WHAT YOU SHOULD DO => From the entries below, work out how many lines contain the string "shirt"; answer with the number alone.

Data entries

· · · · ·

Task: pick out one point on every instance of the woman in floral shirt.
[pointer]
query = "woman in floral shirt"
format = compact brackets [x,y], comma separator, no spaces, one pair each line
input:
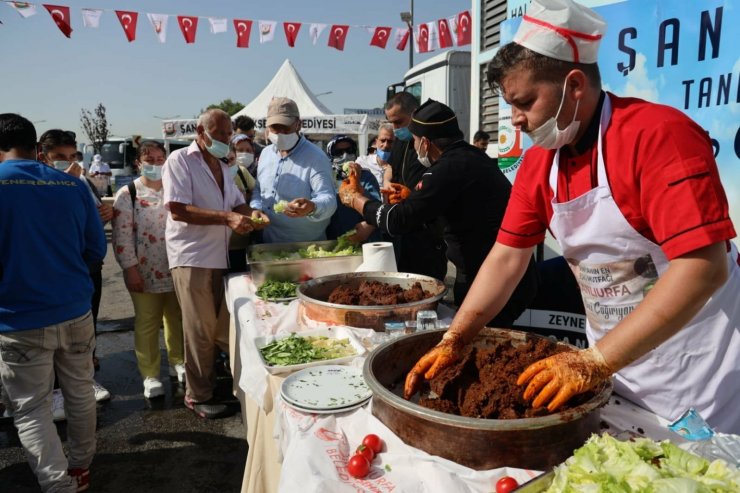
[139,247]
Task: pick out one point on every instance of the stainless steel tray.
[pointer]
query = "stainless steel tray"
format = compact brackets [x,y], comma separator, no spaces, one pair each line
[298,270]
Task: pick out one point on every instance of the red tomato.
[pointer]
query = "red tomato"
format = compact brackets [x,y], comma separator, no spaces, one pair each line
[358,466]
[506,484]
[373,442]
[366,451]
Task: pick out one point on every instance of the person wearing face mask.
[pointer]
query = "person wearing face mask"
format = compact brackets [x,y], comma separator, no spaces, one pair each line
[57,148]
[101,174]
[139,223]
[50,228]
[296,171]
[378,162]
[421,251]
[240,170]
[205,207]
[465,189]
[631,192]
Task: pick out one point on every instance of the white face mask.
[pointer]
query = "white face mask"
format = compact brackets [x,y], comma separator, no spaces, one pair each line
[244,158]
[284,141]
[424,160]
[549,136]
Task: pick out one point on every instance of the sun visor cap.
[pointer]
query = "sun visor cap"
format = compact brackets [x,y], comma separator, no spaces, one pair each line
[563,30]
[282,111]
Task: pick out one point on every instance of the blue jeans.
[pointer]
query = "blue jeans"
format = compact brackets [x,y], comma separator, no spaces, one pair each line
[28,359]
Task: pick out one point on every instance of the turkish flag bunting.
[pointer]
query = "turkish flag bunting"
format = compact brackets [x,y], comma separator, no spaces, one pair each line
[445,36]
[243,29]
[337,35]
[464,28]
[60,15]
[188,26]
[380,38]
[291,32]
[128,22]
[402,38]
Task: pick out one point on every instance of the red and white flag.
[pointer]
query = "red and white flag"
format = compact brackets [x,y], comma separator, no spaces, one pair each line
[337,36]
[380,37]
[445,35]
[188,26]
[423,38]
[402,38]
[315,31]
[60,15]
[91,18]
[267,31]
[464,28]
[243,29]
[25,9]
[291,32]
[159,23]
[128,23]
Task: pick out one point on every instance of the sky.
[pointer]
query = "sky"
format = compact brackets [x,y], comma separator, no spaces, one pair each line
[48,78]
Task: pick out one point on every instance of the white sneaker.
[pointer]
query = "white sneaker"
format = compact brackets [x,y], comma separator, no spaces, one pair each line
[153,387]
[101,393]
[57,405]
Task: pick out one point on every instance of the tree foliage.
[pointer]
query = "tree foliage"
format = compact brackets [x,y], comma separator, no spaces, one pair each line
[227,105]
[95,125]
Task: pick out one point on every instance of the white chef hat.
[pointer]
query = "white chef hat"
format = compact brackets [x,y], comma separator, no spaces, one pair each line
[562,29]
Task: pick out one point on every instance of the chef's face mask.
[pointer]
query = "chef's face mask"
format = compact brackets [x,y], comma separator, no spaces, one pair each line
[549,136]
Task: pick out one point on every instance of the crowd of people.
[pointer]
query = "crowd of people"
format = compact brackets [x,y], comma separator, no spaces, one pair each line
[592,178]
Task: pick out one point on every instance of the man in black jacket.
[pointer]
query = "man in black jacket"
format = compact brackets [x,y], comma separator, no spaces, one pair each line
[421,250]
[464,188]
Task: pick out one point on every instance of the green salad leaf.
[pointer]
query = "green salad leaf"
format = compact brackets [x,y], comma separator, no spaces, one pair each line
[280,206]
[296,350]
[344,247]
[605,464]
[271,290]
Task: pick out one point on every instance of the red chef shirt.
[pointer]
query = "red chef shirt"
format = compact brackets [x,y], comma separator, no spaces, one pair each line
[661,170]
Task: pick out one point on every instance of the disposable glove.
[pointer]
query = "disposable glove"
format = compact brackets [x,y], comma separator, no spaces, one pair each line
[350,189]
[441,356]
[396,193]
[564,375]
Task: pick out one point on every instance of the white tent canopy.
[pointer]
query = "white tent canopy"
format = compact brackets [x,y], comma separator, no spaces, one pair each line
[318,120]
[288,84]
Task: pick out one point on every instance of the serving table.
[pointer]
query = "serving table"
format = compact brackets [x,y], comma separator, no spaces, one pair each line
[293,451]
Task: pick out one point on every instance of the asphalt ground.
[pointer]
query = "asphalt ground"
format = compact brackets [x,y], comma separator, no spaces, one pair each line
[143,445]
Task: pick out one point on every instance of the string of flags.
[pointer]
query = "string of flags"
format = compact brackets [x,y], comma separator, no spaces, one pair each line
[442,33]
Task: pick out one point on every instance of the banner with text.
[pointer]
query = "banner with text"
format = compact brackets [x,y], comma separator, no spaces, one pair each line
[682,54]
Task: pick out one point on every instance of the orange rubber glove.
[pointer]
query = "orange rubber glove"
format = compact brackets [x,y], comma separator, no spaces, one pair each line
[350,189]
[396,193]
[564,375]
[441,356]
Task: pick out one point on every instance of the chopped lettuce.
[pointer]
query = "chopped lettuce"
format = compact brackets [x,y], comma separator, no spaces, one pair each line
[280,206]
[605,464]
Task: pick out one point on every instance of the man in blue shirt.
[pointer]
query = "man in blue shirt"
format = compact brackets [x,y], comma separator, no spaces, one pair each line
[50,229]
[295,173]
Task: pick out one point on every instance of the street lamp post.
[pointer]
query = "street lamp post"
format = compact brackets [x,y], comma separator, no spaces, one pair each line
[408,18]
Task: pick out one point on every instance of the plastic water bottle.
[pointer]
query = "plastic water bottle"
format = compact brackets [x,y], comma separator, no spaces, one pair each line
[426,320]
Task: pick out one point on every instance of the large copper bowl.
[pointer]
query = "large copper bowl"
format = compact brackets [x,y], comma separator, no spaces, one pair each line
[530,443]
[315,293]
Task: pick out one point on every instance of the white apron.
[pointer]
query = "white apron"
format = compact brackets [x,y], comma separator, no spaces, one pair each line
[615,266]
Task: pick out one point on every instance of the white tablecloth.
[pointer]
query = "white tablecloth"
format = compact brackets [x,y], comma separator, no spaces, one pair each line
[313,449]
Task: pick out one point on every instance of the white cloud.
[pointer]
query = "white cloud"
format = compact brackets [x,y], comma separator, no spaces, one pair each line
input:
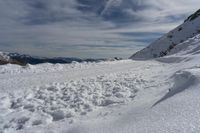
[69,28]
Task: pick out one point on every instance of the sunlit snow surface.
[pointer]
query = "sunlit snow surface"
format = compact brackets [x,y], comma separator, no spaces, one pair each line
[125,96]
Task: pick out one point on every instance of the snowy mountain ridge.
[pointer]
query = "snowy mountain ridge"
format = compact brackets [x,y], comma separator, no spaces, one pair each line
[163,46]
[128,96]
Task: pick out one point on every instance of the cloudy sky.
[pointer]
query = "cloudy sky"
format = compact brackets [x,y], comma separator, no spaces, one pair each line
[87,28]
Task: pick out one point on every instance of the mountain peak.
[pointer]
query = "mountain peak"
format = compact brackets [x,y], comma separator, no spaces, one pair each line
[193,16]
[162,47]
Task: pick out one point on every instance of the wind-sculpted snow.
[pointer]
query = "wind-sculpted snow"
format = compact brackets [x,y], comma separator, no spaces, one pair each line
[59,101]
[106,97]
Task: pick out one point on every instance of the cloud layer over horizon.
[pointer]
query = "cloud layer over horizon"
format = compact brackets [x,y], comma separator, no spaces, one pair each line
[87,28]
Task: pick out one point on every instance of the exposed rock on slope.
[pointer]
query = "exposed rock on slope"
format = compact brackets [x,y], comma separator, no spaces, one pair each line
[163,46]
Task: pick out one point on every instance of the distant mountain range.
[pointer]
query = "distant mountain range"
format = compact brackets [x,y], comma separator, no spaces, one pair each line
[22,59]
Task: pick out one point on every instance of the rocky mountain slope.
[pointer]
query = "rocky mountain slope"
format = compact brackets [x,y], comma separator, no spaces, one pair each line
[163,46]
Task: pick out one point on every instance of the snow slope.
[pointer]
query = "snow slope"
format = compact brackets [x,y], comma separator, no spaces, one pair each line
[162,46]
[125,96]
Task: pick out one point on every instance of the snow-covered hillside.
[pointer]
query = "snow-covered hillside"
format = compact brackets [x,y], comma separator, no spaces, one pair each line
[165,44]
[127,96]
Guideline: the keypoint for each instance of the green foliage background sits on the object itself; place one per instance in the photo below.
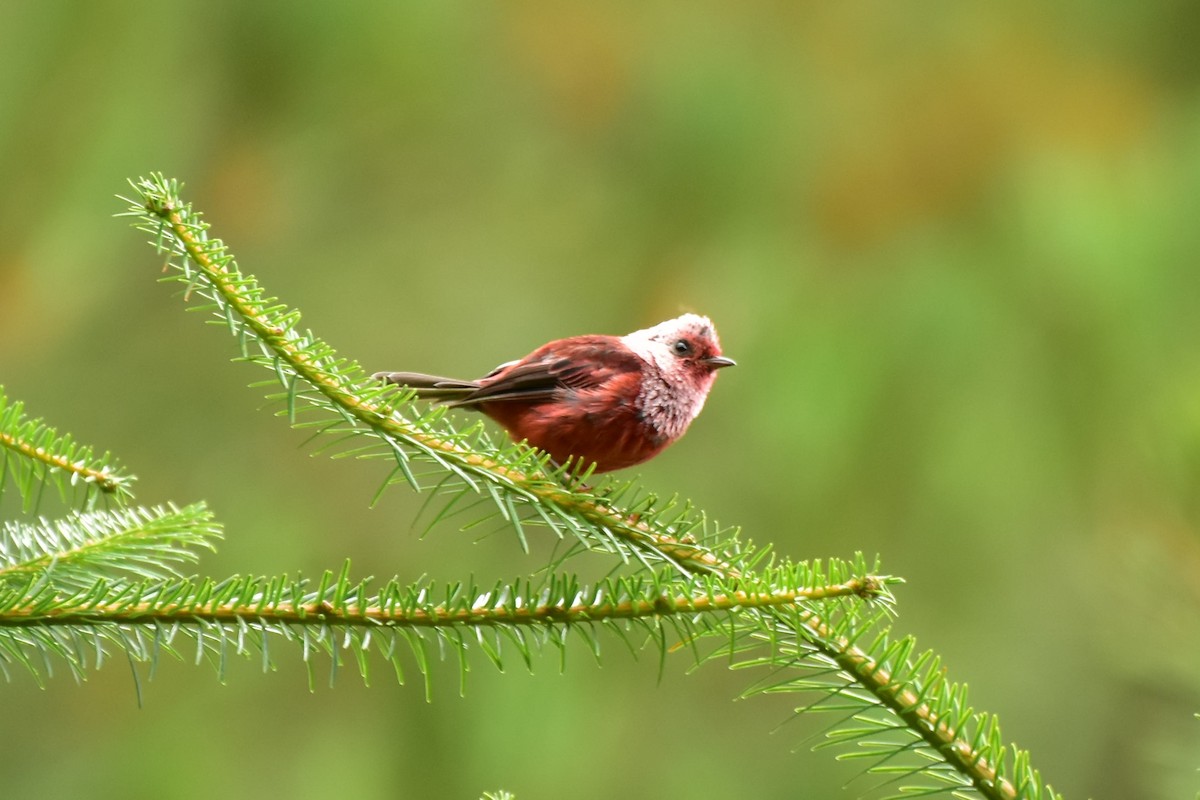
(952, 246)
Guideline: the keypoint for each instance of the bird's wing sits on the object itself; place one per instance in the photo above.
(581, 364)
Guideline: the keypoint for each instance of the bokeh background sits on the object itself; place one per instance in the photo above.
(953, 247)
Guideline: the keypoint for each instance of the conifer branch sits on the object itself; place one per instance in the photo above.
(30, 450)
(299, 358)
(895, 705)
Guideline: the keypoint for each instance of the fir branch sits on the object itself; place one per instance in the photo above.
(892, 704)
(33, 453)
(142, 543)
(310, 372)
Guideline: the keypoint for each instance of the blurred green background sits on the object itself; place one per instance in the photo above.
(953, 247)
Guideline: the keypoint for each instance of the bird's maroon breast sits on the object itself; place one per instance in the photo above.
(610, 433)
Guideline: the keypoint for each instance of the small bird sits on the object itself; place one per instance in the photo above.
(605, 400)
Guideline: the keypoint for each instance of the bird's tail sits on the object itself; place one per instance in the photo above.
(430, 386)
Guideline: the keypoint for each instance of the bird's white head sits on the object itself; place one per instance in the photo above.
(683, 355)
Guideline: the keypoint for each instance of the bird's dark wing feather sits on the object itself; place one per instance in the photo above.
(573, 366)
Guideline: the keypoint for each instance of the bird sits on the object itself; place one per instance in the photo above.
(609, 401)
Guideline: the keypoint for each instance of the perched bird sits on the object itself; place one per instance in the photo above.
(616, 401)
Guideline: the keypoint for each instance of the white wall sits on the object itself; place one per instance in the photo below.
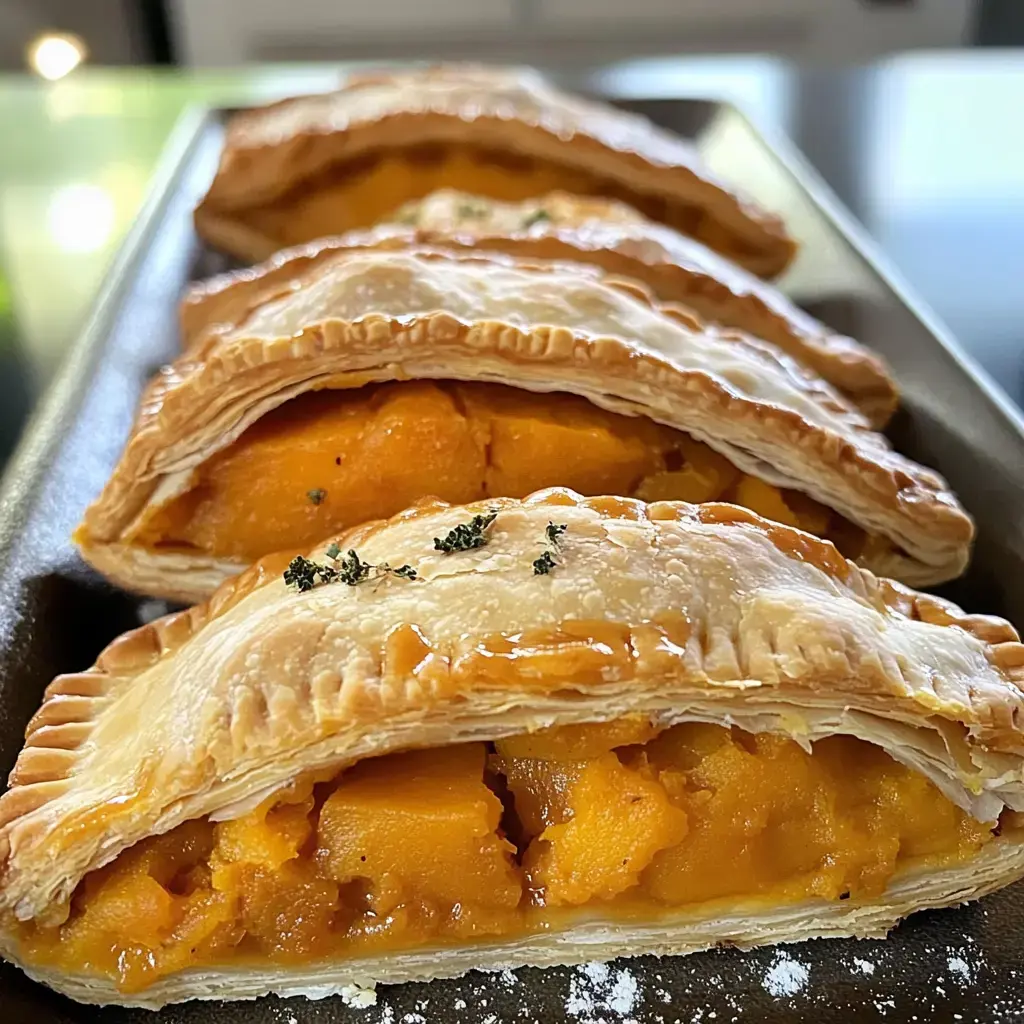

· · · · ·

OUTPUT OF THE TASK => 6